== EXERCISE INSTRUCTIONS ==
Which lines in the data contain the word "green"? Please copy each of them.

Data items:
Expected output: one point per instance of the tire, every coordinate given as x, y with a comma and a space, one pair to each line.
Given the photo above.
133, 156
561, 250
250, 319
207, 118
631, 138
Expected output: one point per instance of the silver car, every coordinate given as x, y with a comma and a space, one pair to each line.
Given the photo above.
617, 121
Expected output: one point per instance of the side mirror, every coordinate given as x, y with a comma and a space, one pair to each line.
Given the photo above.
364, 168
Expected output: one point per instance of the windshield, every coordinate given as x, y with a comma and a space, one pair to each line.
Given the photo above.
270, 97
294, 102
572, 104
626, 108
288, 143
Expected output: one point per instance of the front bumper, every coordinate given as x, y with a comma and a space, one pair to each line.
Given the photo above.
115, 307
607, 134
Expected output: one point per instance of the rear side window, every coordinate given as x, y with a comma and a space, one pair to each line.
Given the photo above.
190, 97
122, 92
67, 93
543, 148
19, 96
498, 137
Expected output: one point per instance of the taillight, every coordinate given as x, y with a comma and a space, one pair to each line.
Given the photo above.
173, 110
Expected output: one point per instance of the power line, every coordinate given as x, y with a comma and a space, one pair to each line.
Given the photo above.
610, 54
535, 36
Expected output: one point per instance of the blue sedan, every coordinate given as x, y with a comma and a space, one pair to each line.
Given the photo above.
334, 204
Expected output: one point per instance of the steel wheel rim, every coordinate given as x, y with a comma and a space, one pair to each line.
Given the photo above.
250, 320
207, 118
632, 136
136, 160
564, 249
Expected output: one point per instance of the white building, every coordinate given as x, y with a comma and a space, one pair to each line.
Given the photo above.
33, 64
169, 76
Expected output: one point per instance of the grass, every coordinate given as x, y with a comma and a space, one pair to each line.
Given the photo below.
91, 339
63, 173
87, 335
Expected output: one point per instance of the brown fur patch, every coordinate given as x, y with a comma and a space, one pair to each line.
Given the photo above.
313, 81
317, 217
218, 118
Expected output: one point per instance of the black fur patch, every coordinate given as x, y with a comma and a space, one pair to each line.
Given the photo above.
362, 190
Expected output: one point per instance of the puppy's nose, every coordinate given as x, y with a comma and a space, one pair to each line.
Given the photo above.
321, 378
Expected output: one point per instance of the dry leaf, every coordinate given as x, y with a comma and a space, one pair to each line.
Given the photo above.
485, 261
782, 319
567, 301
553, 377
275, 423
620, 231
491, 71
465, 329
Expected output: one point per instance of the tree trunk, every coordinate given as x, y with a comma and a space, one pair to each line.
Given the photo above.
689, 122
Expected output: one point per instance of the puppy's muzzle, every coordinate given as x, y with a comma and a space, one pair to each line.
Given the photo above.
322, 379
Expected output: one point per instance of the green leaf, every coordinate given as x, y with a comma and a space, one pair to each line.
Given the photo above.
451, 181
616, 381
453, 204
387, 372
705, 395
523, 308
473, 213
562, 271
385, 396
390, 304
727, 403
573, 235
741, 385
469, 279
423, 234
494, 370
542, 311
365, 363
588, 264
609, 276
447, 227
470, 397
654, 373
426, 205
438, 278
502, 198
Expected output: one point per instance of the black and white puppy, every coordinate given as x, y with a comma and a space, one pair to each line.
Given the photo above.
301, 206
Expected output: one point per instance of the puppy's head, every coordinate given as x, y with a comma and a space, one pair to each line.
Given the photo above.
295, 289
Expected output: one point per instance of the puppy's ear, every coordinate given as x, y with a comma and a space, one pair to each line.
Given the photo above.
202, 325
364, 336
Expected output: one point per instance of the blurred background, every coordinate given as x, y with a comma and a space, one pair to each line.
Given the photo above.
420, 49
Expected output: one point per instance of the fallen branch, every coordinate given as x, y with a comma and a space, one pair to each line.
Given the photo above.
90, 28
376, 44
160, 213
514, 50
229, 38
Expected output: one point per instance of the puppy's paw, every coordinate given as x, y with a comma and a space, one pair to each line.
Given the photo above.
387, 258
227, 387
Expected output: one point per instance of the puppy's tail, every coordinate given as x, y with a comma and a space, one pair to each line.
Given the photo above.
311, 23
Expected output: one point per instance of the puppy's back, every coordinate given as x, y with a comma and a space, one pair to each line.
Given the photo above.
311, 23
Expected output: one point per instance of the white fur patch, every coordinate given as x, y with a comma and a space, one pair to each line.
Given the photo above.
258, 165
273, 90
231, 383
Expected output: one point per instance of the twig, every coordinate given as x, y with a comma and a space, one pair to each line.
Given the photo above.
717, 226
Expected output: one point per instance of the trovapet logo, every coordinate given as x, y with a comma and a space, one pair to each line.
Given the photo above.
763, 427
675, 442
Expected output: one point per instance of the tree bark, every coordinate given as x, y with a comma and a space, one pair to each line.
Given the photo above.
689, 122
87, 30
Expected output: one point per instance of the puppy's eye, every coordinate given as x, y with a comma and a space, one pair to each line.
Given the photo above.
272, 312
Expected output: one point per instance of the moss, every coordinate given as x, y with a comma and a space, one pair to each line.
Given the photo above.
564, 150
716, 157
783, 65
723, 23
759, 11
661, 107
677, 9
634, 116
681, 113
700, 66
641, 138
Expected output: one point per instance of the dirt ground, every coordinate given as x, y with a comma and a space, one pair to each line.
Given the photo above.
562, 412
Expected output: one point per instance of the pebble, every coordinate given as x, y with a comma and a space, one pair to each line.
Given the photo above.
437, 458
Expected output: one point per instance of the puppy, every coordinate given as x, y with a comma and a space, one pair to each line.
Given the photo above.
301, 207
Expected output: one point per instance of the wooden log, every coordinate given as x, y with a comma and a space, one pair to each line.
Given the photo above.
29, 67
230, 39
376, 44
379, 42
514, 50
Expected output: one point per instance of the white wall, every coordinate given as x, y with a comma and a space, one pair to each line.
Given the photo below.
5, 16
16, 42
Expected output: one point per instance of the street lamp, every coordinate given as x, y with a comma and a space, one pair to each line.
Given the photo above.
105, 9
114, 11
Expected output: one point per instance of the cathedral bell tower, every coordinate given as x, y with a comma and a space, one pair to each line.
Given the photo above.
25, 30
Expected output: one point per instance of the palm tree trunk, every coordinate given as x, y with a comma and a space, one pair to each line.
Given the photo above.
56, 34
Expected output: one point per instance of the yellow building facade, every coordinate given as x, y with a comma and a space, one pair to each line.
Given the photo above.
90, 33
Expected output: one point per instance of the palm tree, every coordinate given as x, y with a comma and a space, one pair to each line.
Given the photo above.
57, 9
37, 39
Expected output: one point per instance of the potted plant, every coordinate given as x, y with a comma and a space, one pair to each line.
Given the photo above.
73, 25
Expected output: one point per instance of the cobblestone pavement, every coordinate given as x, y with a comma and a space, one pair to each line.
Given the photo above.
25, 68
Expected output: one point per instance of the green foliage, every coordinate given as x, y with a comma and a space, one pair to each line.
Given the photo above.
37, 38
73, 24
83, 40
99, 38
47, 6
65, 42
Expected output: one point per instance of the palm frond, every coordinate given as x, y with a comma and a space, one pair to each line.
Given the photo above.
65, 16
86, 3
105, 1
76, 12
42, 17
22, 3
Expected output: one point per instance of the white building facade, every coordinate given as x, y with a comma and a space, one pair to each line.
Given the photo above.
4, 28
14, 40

== RESULT ==
Expected output: one point per instance of the green leaf, every coordinate given as x, y with a comma and a space, one pair to each line.
Expected output: one point per instance of the green foliage, every coordinate given as x, y with a comma and a space, one pair to each line.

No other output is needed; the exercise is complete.